> TASK INPUT
--*--

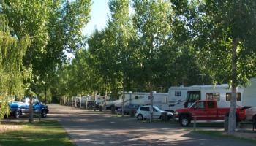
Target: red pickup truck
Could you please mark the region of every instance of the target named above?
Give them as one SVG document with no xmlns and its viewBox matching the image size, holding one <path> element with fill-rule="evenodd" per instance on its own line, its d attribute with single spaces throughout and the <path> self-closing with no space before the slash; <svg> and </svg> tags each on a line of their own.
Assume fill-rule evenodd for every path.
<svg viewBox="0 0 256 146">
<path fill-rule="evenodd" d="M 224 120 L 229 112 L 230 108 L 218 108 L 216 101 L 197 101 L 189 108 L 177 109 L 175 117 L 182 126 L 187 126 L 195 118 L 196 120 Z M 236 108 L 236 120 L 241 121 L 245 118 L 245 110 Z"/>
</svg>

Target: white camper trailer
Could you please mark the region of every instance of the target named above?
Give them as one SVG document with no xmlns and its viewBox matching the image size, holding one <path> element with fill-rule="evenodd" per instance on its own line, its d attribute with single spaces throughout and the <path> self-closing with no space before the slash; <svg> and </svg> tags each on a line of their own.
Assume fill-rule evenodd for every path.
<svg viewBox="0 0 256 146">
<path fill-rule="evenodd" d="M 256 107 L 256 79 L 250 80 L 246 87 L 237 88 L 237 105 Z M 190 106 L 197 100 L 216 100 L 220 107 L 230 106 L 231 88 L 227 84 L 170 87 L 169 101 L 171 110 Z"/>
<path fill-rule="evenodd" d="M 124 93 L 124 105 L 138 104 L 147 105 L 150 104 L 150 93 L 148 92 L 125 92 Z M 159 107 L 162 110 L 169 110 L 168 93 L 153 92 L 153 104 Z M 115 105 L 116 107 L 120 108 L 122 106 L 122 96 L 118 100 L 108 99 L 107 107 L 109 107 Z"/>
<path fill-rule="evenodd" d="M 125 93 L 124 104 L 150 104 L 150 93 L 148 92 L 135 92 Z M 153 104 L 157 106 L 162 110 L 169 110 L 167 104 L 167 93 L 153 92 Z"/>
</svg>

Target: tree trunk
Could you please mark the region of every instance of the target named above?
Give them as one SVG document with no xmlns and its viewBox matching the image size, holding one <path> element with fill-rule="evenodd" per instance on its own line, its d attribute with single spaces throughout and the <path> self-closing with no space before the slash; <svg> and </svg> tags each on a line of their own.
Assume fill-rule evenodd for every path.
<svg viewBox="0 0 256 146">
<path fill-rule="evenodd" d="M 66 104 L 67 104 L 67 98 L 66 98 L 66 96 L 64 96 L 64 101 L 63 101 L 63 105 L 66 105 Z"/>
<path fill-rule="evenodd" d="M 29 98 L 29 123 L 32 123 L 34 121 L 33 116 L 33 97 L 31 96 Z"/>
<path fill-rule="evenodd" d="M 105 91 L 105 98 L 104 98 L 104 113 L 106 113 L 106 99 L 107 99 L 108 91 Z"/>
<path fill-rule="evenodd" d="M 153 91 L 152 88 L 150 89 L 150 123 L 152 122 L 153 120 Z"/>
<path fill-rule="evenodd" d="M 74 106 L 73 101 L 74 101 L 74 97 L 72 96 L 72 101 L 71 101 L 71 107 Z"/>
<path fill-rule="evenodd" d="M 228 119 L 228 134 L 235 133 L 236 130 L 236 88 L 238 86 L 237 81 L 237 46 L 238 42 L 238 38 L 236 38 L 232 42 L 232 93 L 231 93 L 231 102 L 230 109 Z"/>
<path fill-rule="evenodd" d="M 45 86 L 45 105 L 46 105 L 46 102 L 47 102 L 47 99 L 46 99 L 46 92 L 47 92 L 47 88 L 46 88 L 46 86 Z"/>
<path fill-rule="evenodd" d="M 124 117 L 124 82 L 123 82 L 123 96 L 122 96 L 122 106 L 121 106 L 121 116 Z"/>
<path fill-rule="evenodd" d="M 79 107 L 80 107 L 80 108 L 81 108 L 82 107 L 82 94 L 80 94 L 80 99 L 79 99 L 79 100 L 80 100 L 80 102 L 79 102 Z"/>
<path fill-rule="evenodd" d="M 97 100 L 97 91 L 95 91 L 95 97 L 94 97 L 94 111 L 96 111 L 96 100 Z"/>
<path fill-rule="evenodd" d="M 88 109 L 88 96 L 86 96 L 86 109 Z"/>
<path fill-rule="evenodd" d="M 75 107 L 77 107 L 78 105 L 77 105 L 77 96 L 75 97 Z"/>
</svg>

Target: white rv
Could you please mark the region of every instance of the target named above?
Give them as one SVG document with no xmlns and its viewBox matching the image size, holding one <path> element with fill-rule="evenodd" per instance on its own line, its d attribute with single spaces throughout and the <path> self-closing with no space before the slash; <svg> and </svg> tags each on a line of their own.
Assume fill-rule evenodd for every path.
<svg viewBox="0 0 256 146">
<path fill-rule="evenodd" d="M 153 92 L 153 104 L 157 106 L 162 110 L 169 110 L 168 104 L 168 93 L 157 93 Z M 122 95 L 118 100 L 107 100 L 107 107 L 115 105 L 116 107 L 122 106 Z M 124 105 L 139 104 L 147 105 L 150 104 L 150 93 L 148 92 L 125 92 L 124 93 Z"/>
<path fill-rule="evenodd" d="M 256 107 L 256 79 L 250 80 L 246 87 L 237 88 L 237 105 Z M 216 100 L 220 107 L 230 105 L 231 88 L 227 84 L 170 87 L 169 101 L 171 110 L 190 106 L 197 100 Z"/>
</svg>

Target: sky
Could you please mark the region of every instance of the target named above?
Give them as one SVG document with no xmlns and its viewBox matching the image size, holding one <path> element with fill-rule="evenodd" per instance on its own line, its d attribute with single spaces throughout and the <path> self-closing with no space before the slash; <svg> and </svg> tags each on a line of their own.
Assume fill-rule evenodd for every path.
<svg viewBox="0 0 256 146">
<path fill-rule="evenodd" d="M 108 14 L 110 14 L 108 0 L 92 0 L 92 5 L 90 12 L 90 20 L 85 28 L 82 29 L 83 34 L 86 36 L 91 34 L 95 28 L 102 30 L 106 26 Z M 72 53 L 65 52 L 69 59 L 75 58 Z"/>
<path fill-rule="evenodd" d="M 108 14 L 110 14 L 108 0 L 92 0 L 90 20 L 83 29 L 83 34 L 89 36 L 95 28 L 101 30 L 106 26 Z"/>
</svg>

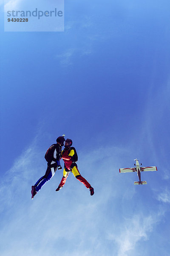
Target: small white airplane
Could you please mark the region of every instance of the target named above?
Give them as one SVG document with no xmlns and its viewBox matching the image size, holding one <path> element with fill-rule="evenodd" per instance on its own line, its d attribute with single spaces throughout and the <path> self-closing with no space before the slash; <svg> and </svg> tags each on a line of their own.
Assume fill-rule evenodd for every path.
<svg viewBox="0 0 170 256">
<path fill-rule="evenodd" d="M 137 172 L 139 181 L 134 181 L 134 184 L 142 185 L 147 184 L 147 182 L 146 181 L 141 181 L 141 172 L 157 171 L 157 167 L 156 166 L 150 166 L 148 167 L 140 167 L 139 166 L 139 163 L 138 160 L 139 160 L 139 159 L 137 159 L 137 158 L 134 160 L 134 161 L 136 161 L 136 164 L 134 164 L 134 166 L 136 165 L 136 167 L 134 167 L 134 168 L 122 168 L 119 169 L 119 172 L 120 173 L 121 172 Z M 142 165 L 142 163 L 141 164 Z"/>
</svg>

--*--

> EXERCISE DESCRIPTION
Copy out all the records with "mark the region of" swapped for "outline" and everything else unchanged, leaving out the pictures.

> FINAL ANSWER
Target: red pickup truck
Could you please outline every instance of the target named above?
Give them as one SVG document with no xmlns and its viewBox matching the image size, holding one <path> element with fill-rule="evenodd" per instance on its own line, its d attribute with single spaces throughout and the <path> self-closing with no space before the slash; <svg> and </svg> tags each on a line of their own.
Assume fill-rule evenodd for every path.
<svg viewBox="0 0 256 146">
<path fill-rule="evenodd" d="M 224 120 L 229 112 L 230 108 L 218 108 L 216 101 L 197 101 L 189 108 L 177 109 L 175 117 L 182 126 L 187 126 L 195 118 L 196 120 Z M 236 108 L 236 120 L 241 121 L 245 118 L 245 110 Z"/>
</svg>

Target: white camper trailer
Could you please outline every instance of the target named above?
Give them as one SVG document with no xmlns and its viewBox matching the image size, holding one <path> element with fill-rule="evenodd" per instance on its own line, its d attribute with single spaces throughout and the <path> self-closing with no space before the slash; <svg> and </svg> tags each on a line of their own.
Assume fill-rule evenodd for every path.
<svg viewBox="0 0 256 146">
<path fill-rule="evenodd" d="M 256 107 L 256 79 L 250 80 L 246 87 L 237 88 L 237 105 Z M 190 106 L 197 100 L 216 100 L 220 107 L 230 106 L 231 88 L 227 84 L 170 87 L 169 101 L 171 110 Z"/>
<path fill-rule="evenodd" d="M 124 93 L 124 105 L 138 104 L 147 105 L 150 104 L 150 93 L 148 92 L 125 92 Z M 159 107 L 162 110 L 169 110 L 168 93 L 153 92 L 153 104 Z M 115 105 L 116 107 L 120 108 L 122 106 L 122 96 L 118 100 L 108 99 L 107 107 L 109 107 Z"/>
<path fill-rule="evenodd" d="M 125 93 L 124 104 L 150 104 L 150 93 L 148 92 L 135 92 Z M 153 104 L 157 106 L 162 110 L 169 110 L 167 104 L 167 93 L 153 92 Z"/>
</svg>

Target: tree trunk
Could you please outline every instance of the target named above?
Give them as one SVG document with no xmlns and its viewBox matching the image size, holding one <path> element with fill-rule="evenodd" per instance on its own line, its d attribute with single spaces throughout and the <path> self-closing with no space before the slash; <svg> and </svg> tags each on a line of their own.
Assume fill-rule evenodd for every path.
<svg viewBox="0 0 256 146">
<path fill-rule="evenodd" d="M 66 104 L 67 104 L 67 98 L 66 98 L 66 96 L 64 96 L 64 101 L 63 101 L 63 105 L 66 105 Z"/>
<path fill-rule="evenodd" d="M 29 98 L 29 123 L 32 123 L 34 121 L 33 116 L 33 97 L 31 96 Z"/>
<path fill-rule="evenodd" d="M 105 91 L 105 98 L 104 98 L 104 113 L 106 113 L 106 99 L 107 99 L 108 91 Z"/>
<path fill-rule="evenodd" d="M 153 91 L 152 88 L 150 89 L 150 123 L 152 122 L 153 120 Z"/>
<path fill-rule="evenodd" d="M 74 106 L 73 101 L 74 101 L 74 97 L 72 96 L 72 101 L 71 101 L 71 107 Z"/>
<path fill-rule="evenodd" d="M 228 119 L 228 134 L 235 133 L 236 130 L 236 88 L 238 86 L 237 81 L 237 46 L 238 42 L 238 38 L 236 38 L 232 42 L 232 93 L 231 93 L 231 102 L 230 109 Z"/>
<path fill-rule="evenodd" d="M 45 86 L 45 105 L 46 105 L 46 102 L 47 102 L 47 99 L 46 99 L 46 92 L 47 92 L 47 88 L 46 88 L 46 86 Z"/>
<path fill-rule="evenodd" d="M 124 117 L 124 82 L 123 82 L 123 96 L 122 96 L 122 106 L 121 106 L 121 116 Z"/>
<path fill-rule="evenodd" d="M 79 107 L 80 107 L 80 108 L 81 108 L 82 107 L 82 94 L 80 94 L 80 99 L 79 99 L 79 100 L 80 100 L 80 102 L 79 102 Z"/>
<path fill-rule="evenodd" d="M 97 100 L 97 91 L 95 91 L 95 97 L 94 97 L 94 111 L 96 111 L 96 100 Z"/>
<path fill-rule="evenodd" d="M 88 109 L 88 96 L 86 96 L 86 109 Z"/>
<path fill-rule="evenodd" d="M 75 107 L 77 107 L 78 105 L 77 105 L 77 96 L 75 97 Z"/>
</svg>

Target: white rv
Could you please outline every instance of the target named above?
Give them as one SVG document with no xmlns and its viewBox matching the image size, holding one <path> element with fill-rule="evenodd" per instance on its own line, its d attribute with single spaces throughout and the <path> self-closing with no space before the slash; <svg> and </svg> tags each on a line of their own.
Assume fill-rule evenodd for every path.
<svg viewBox="0 0 256 146">
<path fill-rule="evenodd" d="M 153 92 L 153 104 L 157 106 L 162 110 L 169 110 L 168 104 L 168 93 L 157 93 Z M 122 95 L 118 100 L 107 100 L 107 107 L 115 105 L 116 107 L 122 106 Z M 124 105 L 139 104 L 147 105 L 150 104 L 150 93 L 148 92 L 125 92 L 124 93 Z"/>
<path fill-rule="evenodd" d="M 256 107 L 256 79 L 250 80 L 246 87 L 237 88 L 237 105 Z M 216 100 L 220 107 L 230 105 L 231 88 L 227 84 L 170 87 L 169 101 L 171 110 L 190 106 L 197 100 Z"/>
</svg>

Target: sky
Could you please outline every instance of the target named above?
Give them as one SVG document with no xmlns and its viewBox matching the image size, holding one <path> element with fill-rule="evenodd" per instance on its own line, its d attribute with single spaces throughout and the <path> self-closing with no space before the slash; <svg> and </svg> tags each on a line of their own.
Assume fill-rule evenodd for every path.
<svg viewBox="0 0 256 146">
<path fill-rule="evenodd" d="M 108 14 L 110 14 L 108 0 L 92 0 L 92 5 L 90 12 L 90 20 L 85 28 L 82 29 L 83 34 L 86 36 L 91 34 L 95 28 L 102 30 L 106 26 Z M 72 53 L 65 52 L 69 59 L 75 58 Z"/>
<path fill-rule="evenodd" d="M 108 14 L 110 14 L 108 0 L 92 0 L 90 20 L 83 29 L 83 34 L 89 36 L 95 28 L 101 30 L 106 26 Z"/>
</svg>

Target: small white airplane
Could you please outline every instance of the target named above?
Give them as one SVG document with no xmlns and its viewBox matching the image size, holding one <path> element with fill-rule="evenodd" per instance on its own line, its d attribute with single spaces throughout and the <path> self-closing with no space before the slash; <svg> and </svg> tags each on a line of their own.
Assume fill-rule evenodd for every path.
<svg viewBox="0 0 170 256">
<path fill-rule="evenodd" d="M 137 172 L 139 181 L 134 181 L 134 184 L 142 185 L 147 184 L 147 182 L 146 181 L 141 181 L 141 172 L 157 171 L 157 167 L 156 166 L 150 166 L 148 167 L 140 167 L 139 166 L 139 163 L 138 160 L 139 160 L 139 159 L 137 159 L 137 158 L 134 160 L 134 161 L 136 161 L 136 164 L 134 164 L 134 166 L 136 165 L 136 167 L 134 167 L 134 168 L 122 168 L 119 169 L 119 172 L 120 173 L 121 172 Z M 142 165 L 142 163 L 141 164 Z"/>
</svg>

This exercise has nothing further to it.